----- Passage provided -----
Although the local economy hasn't fully recovered, local analysts say we are taking steps in the right direction. Many signs indicate the worst may be over in Bakersfield.
It's another sign the worst may be over for the housing market.
"It's been a matter of just for the past five or six years, just staying alive," said Matt Towery, President, Towery Homes.
New home construction in Bakersfield, which was hit hard during the housing bust, has seen significant growth. Builders expect new home permits will triple this year, compared to last year.
"I was told it's kind of like running a marathon where at Mile 13, you can't see the end and you can't see it's coming," explained Towery. "But, at Mile 23 you still can't see the end and all of a sudden it's there, and that's kind of what this has been like."
Over the last year in Kern County, construction added 900 new jobs. Crews are now building on empty lots that builders walked away from years ago.
"That's also becoming a rarity, finding finished lots that a builder would be able to purchase, and now the next step is starting to develop land again, which is a very good sign," he continued.
Not only are people buying new homes, they're buying new cars. Last month, car sales at Nill Wright Toyota were up 51 percent, compared to September 2011.
"We're in a situation where we see a lot of pent up demand," said Kevan Juergens, General Manager, Bill Wright Toyota.
"People have held off in purchasing a new vehicle maybe because of the economy, and so I think they have a little more confidence," he continued.
----- Information given -----
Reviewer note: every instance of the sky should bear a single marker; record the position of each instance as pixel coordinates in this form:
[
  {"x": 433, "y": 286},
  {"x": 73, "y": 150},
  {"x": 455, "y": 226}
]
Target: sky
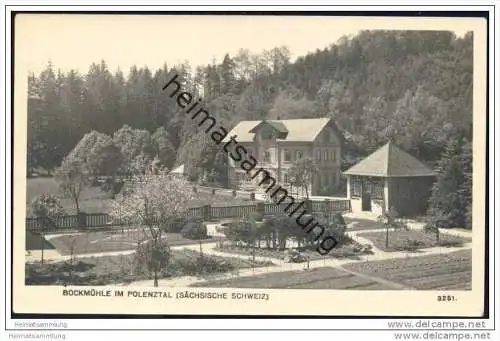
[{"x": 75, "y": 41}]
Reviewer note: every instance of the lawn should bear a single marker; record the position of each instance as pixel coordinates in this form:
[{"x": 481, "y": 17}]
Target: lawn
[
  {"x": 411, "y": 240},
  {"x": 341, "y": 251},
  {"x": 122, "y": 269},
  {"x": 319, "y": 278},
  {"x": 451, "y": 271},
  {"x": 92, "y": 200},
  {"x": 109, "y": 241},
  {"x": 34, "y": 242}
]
-----
----- Information given -----
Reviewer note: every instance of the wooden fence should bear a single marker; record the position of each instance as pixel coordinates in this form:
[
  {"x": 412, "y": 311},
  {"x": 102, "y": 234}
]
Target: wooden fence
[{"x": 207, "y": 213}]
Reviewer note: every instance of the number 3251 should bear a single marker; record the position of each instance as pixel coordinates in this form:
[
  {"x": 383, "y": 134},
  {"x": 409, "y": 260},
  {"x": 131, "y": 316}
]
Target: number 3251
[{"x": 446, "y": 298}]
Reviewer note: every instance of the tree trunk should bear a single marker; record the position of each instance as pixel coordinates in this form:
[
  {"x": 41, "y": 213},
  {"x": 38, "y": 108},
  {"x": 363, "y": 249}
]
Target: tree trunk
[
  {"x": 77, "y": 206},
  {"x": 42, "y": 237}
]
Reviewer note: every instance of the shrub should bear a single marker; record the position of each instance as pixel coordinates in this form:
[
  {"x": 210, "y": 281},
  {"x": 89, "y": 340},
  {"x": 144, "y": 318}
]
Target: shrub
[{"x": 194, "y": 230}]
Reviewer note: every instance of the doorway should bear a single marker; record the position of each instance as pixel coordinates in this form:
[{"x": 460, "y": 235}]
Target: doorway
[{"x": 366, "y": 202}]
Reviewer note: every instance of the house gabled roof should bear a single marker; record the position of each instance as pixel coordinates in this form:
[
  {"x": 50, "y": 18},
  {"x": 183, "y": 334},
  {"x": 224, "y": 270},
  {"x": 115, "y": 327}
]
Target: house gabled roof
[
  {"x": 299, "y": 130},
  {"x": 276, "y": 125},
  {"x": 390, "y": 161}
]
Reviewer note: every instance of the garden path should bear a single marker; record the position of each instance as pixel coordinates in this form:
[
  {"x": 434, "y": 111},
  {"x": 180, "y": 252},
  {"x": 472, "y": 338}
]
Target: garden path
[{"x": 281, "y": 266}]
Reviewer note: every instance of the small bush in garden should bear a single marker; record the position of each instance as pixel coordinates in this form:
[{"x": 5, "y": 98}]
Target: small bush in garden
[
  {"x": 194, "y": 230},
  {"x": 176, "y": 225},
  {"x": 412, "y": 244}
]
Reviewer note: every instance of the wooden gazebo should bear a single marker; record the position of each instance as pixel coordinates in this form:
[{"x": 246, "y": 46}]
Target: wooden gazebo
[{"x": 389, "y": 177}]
-----
Directives.
1) Decide whether each statement agrees with the passage on Bakersfield's economy. Answer yes or no for (a), (b), and (c), and quote the words of the passage that decide each one: (a) Builders expect new home permits to double this year compared to last year. (b) Construction added 900 new jobs in Kern County over the last year. (c) Local analysts say the local economy has fully recovered.
2) From the passage on Bakersfield's economy, extract the text starting at "Although the local" and ending at "the housing market.".

Answers below.
1)
(a) No: "Builders expect new home permits will triple this year, compared to last year."
(b) Yes: "Over the last year in Kern County, construction added 900 new jobs."
(c) No: "Although the local economy hasn't fully recovered"

2)
Although the local economy hasn't fully recovered, local analysts say we are taking steps in the right direction. Many signs indicate the worst may be over in Bakersfield.
It's another sign the worst may be over for the housing market.